- Entries shown:

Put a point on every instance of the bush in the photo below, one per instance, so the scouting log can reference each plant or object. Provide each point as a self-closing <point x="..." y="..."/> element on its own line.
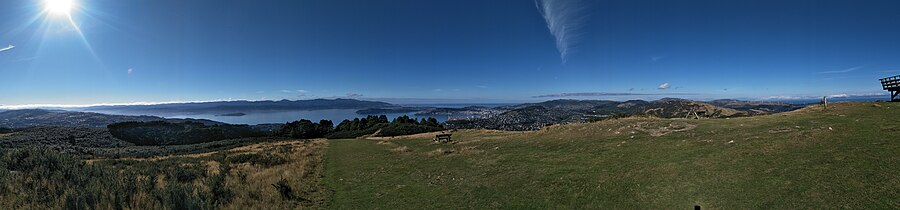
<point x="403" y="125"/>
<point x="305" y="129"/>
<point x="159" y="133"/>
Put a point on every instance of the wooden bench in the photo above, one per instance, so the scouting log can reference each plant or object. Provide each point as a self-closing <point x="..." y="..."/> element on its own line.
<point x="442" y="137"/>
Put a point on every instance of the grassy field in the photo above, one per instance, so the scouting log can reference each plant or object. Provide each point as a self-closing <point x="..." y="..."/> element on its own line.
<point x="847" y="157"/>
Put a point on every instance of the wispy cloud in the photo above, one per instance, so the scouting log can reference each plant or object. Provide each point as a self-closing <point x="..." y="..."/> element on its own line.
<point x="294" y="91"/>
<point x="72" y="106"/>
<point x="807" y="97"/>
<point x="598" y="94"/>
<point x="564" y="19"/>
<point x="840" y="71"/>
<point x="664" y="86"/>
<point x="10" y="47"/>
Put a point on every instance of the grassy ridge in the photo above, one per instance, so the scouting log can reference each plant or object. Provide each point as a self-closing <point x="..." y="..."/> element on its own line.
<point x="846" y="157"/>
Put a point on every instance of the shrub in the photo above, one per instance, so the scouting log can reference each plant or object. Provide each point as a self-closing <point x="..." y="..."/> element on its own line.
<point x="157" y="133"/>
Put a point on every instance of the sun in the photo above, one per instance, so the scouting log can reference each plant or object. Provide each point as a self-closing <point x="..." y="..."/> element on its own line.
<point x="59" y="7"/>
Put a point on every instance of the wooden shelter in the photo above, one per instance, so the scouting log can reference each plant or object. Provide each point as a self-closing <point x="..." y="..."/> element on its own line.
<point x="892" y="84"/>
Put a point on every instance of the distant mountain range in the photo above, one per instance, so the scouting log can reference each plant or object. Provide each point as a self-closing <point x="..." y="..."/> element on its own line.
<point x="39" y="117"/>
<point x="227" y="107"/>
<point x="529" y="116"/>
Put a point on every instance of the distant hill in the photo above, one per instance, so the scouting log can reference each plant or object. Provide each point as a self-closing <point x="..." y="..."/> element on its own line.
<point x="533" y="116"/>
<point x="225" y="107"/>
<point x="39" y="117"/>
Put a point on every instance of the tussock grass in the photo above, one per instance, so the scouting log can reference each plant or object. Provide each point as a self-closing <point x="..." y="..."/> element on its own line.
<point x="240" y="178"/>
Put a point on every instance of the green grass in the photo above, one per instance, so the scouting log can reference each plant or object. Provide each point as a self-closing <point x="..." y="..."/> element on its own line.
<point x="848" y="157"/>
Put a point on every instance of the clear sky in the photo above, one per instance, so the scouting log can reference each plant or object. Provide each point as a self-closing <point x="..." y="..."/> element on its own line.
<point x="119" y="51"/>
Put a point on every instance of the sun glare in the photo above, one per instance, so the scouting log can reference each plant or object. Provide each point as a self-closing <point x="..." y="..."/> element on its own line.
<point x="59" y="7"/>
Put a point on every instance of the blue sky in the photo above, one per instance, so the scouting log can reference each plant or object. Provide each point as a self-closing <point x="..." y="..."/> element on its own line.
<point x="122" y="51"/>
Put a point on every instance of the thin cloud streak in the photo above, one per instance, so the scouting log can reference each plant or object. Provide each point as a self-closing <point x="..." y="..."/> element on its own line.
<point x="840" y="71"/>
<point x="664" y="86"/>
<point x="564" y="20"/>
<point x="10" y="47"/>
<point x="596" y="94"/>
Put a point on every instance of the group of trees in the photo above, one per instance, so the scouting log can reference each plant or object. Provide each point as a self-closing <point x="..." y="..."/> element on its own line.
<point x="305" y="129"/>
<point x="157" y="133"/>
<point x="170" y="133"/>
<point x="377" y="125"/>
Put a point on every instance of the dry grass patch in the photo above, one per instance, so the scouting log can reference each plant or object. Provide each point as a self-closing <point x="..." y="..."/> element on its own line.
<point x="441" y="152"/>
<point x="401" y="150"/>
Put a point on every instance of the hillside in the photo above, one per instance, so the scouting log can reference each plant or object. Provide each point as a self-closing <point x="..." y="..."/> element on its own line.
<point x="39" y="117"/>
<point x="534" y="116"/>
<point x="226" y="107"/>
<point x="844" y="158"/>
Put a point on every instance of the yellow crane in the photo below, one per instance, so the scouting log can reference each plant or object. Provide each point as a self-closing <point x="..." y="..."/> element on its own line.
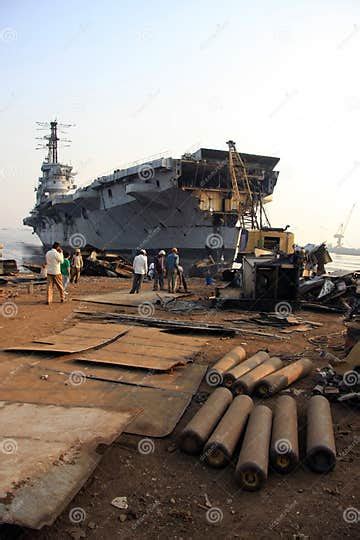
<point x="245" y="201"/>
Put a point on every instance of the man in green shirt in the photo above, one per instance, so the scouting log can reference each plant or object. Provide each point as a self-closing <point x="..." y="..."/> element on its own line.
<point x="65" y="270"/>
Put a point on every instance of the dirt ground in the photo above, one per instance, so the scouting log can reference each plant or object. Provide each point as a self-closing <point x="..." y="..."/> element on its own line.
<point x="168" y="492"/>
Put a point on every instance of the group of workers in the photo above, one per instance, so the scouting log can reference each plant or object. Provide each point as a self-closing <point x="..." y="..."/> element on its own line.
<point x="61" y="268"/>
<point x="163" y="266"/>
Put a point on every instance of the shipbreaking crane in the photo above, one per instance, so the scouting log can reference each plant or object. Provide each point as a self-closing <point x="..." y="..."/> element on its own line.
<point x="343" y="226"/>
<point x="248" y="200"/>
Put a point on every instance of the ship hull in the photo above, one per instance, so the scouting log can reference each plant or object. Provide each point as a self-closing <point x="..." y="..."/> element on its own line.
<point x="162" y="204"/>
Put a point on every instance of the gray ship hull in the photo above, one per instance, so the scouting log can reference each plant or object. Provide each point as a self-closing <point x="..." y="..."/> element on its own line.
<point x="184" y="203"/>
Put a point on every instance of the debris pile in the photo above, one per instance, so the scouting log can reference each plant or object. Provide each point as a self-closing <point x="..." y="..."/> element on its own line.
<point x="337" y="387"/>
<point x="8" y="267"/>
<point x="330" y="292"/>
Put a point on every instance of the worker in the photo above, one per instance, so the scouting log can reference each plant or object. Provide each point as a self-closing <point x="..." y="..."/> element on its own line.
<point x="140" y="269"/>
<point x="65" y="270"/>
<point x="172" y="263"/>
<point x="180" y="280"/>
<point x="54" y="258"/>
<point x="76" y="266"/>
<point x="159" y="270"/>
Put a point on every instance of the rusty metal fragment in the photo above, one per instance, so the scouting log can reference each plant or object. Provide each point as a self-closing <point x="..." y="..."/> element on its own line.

- Task to complete: In the copy, every entry appears exactly as written above and no picture appears.

- Answer to this task:
Put a point on every instance of the bush in the photo below, one per instance, so the scouting log can reference each plant or object. Provide each point as a self-closing <point x="..." y="..."/> element on its own line.
<point x="403" y="125"/>
<point x="305" y="129"/>
<point x="159" y="133"/>
Put a point on every instance of the wooden bench in the photo above, one per instance, so the scouting log can reference each plant or object. Provide each point as a self-closing <point x="..." y="..."/> element on its own line.
<point x="442" y="137"/>
Put a point on every instance of the grassy field in the photo above, one per instance, so the scouting log can reference each plant or object. Provide each point as a self-closing <point x="..." y="..."/> element on its own line.
<point x="847" y="157"/>
Put a point on every instance of the wispy cloud in the photo above, one per instance, so the scouting log can reference each plant or object. Provide each point as a self-closing <point x="..." y="..."/> element on its own line.
<point x="294" y="91"/>
<point x="72" y="106"/>
<point x="807" y="97"/>
<point x="598" y="94"/>
<point x="564" y="19"/>
<point x="840" y="71"/>
<point x="664" y="86"/>
<point x="10" y="47"/>
Put a point on every instance of the grassy ridge in the photo above, one per instance, so the scouting log can reference each plant or object. Provide each point as a self-closing <point x="..." y="..."/> element on its own line.
<point x="846" y="157"/>
Put a point on every instance of the shrub in the photo above, one per instance, so the scouting log can reference each plant or object. Provide each point as a self-closing <point x="..." y="..."/> element on its own line.
<point x="157" y="133"/>
Put a point on every instance of the sun in the photo above, one per instance, so the scouting log can reference each plant or object. Provide each point as a self-closing <point x="..." y="..."/> element on its own line.
<point x="59" y="7"/>
Put a point on every instance of the wooden shelter in the photo above, one per instance, so the scouting log can reference each plant or object. Provide each point as a self-closing <point x="..." y="..."/> element on its own line.
<point x="892" y="84"/>
Put a point on every instance of the distant mountain range in the photo above, one per instance, so the scouting log can reference each plant or object. Provide each point as a self-closing <point x="..." y="..."/> element on its own line.
<point x="39" y="117"/>
<point x="227" y="107"/>
<point x="529" y="116"/>
Put a point on every instance of the distant hill in the photo above, one per instance, so the scouting log can reference each plant or object. Provide each point as a self-closing <point x="..." y="..."/> element on its own line.
<point x="533" y="116"/>
<point x="225" y="107"/>
<point x="39" y="117"/>
Put a point on every instance of the tussock grass in the photo above, one per instance, so the scouting log can reference each plant or object. Provide each point as a self-closing <point x="..." y="..."/> element on its own line.
<point x="240" y="178"/>
Put a point on every instance of the green grass in the photo above, one per instance, so the scouting log can reference each plant or object. Provide each point as a self-closing <point x="..." y="..."/> element on its own line.
<point x="848" y="157"/>
Put a point on every instance of the clear sky in the photo above, one per instance, so the scouting log can reference each plant or object. Provide each point as a self-closing <point x="..." y="..."/> element on its own line.
<point x="119" y="51"/>
Put a point on every instance of the sun glare in the photo above, one per instance, so the scouting log can reference each plant or object. Provide each point as a self-closing <point x="..." y="..."/> element on its own line.
<point x="59" y="7"/>
Put a point on every instance of the blue sky in the photo above, one per instance, so the scouting log can reference each plant or object. Provide each point as a self-closing <point x="..." y="..."/> element on its own line.
<point x="122" y="51"/>
Put a point on every instance of the thin cloud streak in the photo above, one per instance, so the scouting log can reference each plant or object. Provide each point as a self-closing <point x="..." y="..."/> element on its own line.
<point x="840" y="71"/>
<point x="664" y="86"/>
<point x="564" y="20"/>
<point x="10" y="47"/>
<point x="596" y="94"/>
Put a point on every instance of the group of trees in the photo above, one per instance, so the scouting log can reference each plant or object. Provide each point as a self-closing <point x="..." y="..."/> element on its own line.
<point x="305" y="129"/>
<point x="157" y="133"/>
<point x="170" y="133"/>
<point x="377" y="125"/>
Put a point on every instance of the dry grass patch in the photo above, one per instance, so the scouting log can reference each plant or object. Provide each point as a self-closing <point x="..." y="..."/> element on its own line.
<point x="441" y="152"/>
<point x="401" y="150"/>
Put a point on every instance of the hillside in the photo above, one per instance, so the scouting log can reference each plant or object. Provide each point as a self-closing <point x="..." y="..."/> element on its own line.
<point x="39" y="117"/>
<point x="534" y="116"/>
<point x="226" y="107"/>
<point x="844" y="158"/>
Put a point on every instance of the yellow crane in the photo below, one per instance, so the scouting log can reference each plant or object. Provide each point as a self-closing <point x="..." y="..."/> element on its own line.
<point x="245" y="201"/>
Put a point on every instance of the man in green shirt in the photo above, one per instance, so the scouting log can reference each plant or object. Provide each point as a self-closing <point x="..." y="..."/> element on its own line.
<point x="65" y="270"/>
Put a point on every instance of the dirt ground in the photo above, one per instance, so the scouting log can reference each plant or object. Provide each point as a self-closing <point x="..." y="..."/> element on its own line.
<point x="168" y="492"/>
Put a point on every instance of the group of workers in the photo above, one per instance, so the scouting log can reference each plant or object. Provide each point as a self-closing <point x="..." y="..."/> element on its own line.
<point x="61" y="268"/>
<point x="163" y="266"/>
Put a point on every instance of the shipbreaking crane in the photo above, one per instance, so the scouting log can reference each plant or object. Provide each point as a self-closing <point x="..." y="..."/> element on its own line.
<point x="343" y="226"/>
<point x="248" y="200"/>
Put a point on every instance of the ship hull in the photo above, one per instance, so the scouting log can reference each plant or object. Provide each point as a self-closing <point x="..." y="..."/> element on its own line.
<point x="162" y="204"/>
Put a point on every instance of the gray ship hull in the photo above, one per instance, so the scouting log can reference each plant or object. Provide each point as a self-closing <point x="..." y="..."/> element on its own line.
<point x="184" y="203"/>
Put a point on every instance of the debris pile in the photo above, one per instance, so the scouting log can reference each plant or object. Provide each point as a self-closing <point x="..." y="..."/> element on its own line.
<point x="337" y="387"/>
<point x="8" y="267"/>
<point x="330" y="292"/>
Put a point on every instance of the worker in the photo above, one per instance, so the scouting log can reference each plant or object. Provide each point as a self-closing <point x="..." y="..."/> element on its own line.
<point x="140" y="269"/>
<point x="65" y="270"/>
<point x="172" y="263"/>
<point x="180" y="280"/>
<point x="54" y="258"/>
<point x="76" y="266"/>
<point x="159" y="270"/>
Put a point on every instance of the rusty metal fragment in the photo above, one per instance, so the scouting log can reference each plant or object. Provide each point as a self-closing <point x="..." y="..."/> element on its own line.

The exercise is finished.